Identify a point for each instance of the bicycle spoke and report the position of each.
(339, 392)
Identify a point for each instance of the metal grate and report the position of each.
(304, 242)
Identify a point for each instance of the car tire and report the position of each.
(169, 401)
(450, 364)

WHAT TO WORK ON:
Output the data exactly, so that every line matches the original.

RESULT BELOW:
Identify a point for each instance of the bicycle spoke and report the position of each.
(339, 392)
Identify a point for each instance of the metal grate and report the position of each.
(304, 242)
Identify a point for each instance of the car tire and report the position of each.
(169, 401)
(450, 364)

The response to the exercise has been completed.